TO BE DONE →
Copy out exactly the lines from the line containing "their own lines'" to the end of the listing.

######

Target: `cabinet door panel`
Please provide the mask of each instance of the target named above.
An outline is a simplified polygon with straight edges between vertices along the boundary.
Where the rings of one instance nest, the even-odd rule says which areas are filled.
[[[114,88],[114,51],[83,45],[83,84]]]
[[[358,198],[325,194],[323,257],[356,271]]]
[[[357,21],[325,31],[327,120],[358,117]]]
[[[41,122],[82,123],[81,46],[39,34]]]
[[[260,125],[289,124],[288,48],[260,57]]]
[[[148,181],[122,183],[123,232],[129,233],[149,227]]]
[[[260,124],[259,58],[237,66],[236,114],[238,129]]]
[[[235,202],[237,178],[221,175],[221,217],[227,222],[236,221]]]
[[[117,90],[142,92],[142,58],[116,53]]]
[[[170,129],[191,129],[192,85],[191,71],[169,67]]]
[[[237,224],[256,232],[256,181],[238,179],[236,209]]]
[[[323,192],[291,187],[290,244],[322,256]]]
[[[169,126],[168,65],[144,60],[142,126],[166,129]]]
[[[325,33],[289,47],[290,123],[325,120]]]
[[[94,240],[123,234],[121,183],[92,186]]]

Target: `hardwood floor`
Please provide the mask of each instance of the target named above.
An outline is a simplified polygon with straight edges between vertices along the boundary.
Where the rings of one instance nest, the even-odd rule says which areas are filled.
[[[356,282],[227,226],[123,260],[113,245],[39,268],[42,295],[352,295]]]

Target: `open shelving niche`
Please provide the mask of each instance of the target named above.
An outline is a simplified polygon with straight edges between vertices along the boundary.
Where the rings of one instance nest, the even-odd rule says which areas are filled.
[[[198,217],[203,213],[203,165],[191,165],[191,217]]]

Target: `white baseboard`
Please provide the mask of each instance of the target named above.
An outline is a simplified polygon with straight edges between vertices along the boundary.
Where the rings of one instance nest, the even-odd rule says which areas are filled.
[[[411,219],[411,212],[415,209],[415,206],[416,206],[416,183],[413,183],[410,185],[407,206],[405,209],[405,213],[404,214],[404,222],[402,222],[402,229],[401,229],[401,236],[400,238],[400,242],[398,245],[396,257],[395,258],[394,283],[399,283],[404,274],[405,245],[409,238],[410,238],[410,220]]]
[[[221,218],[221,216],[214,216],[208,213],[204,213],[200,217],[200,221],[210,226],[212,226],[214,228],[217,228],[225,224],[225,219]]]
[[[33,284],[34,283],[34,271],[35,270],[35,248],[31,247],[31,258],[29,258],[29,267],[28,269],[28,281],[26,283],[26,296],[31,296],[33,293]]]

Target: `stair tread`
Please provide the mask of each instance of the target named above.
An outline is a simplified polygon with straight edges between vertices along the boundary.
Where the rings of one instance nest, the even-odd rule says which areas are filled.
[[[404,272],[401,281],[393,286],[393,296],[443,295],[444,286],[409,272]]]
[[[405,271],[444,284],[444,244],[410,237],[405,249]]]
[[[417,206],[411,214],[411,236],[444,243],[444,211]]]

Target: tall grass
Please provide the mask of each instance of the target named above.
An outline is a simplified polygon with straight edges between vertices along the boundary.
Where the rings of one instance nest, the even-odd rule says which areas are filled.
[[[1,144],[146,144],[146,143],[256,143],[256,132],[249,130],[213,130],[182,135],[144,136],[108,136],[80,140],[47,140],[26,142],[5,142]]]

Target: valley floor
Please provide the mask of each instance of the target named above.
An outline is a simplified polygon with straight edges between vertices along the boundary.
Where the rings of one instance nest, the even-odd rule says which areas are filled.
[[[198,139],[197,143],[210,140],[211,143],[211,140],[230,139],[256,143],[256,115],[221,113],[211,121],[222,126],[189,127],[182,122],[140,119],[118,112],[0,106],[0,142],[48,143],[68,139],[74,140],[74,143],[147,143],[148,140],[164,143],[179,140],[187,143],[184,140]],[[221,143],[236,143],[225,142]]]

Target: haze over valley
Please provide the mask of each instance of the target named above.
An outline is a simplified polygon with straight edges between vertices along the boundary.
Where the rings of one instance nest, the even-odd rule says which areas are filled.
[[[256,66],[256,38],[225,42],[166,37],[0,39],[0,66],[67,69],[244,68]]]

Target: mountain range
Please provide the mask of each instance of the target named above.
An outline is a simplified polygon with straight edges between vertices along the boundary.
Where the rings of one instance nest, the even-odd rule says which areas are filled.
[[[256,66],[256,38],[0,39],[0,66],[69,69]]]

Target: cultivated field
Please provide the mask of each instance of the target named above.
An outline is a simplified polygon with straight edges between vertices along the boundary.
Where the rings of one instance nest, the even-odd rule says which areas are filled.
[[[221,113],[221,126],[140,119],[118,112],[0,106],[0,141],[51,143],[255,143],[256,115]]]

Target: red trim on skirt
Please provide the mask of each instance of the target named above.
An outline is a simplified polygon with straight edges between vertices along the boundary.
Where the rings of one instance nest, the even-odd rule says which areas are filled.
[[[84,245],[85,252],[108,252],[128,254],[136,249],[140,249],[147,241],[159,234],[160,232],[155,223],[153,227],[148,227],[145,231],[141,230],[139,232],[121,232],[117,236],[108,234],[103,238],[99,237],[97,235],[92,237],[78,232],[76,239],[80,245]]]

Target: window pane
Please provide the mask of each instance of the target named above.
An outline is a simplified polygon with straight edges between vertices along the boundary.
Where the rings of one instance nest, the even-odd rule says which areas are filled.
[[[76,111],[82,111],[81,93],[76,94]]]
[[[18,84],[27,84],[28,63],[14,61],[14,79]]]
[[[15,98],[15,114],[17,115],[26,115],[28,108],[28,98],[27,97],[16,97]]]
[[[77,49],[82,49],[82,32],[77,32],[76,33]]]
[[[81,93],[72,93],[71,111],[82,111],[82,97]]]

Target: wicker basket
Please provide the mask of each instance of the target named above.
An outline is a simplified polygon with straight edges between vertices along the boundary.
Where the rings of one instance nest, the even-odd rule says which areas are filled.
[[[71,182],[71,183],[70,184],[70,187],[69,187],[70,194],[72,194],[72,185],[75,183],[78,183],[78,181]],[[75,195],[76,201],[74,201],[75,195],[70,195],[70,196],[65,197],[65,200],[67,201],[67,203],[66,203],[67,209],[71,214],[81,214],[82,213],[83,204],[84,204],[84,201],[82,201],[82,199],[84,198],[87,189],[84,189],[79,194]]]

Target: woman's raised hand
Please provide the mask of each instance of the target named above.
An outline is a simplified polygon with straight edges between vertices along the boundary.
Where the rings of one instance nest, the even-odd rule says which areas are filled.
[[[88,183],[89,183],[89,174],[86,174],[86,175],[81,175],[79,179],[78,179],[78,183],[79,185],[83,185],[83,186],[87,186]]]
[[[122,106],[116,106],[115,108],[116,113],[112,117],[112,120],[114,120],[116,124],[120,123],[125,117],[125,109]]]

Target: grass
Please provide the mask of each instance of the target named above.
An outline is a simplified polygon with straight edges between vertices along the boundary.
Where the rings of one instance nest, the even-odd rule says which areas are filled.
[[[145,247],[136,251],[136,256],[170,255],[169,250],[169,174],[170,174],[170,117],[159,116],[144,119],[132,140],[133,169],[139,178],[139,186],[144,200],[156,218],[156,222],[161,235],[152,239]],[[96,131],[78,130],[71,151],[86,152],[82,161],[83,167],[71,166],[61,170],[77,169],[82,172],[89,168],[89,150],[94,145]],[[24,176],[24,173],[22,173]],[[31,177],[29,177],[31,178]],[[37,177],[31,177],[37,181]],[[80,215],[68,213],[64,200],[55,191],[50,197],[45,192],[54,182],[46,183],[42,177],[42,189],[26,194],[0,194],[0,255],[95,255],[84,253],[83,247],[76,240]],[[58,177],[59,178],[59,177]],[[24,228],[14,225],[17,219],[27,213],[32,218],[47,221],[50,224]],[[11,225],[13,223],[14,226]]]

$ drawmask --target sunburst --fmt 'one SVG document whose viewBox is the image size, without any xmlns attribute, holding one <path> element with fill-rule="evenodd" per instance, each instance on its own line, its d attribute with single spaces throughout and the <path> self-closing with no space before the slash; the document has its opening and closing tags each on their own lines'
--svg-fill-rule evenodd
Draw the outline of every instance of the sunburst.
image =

######

PROBLEM SOLUTION →
$ drawmask --target sunburst --fmt 'one SVG document whose viewBox is the image size, without any xmlns attribute, holding one <path> element with fill-rule="evenodd" per instance, each instance on its own line, its d attribute with single spaces throughout and the <path> self-closing with no space before the slash; the document has its opening and closing tags each on their own lines'
--svg-fill-rule evenodd
Draw the outline of every instance of the sunburst.
image =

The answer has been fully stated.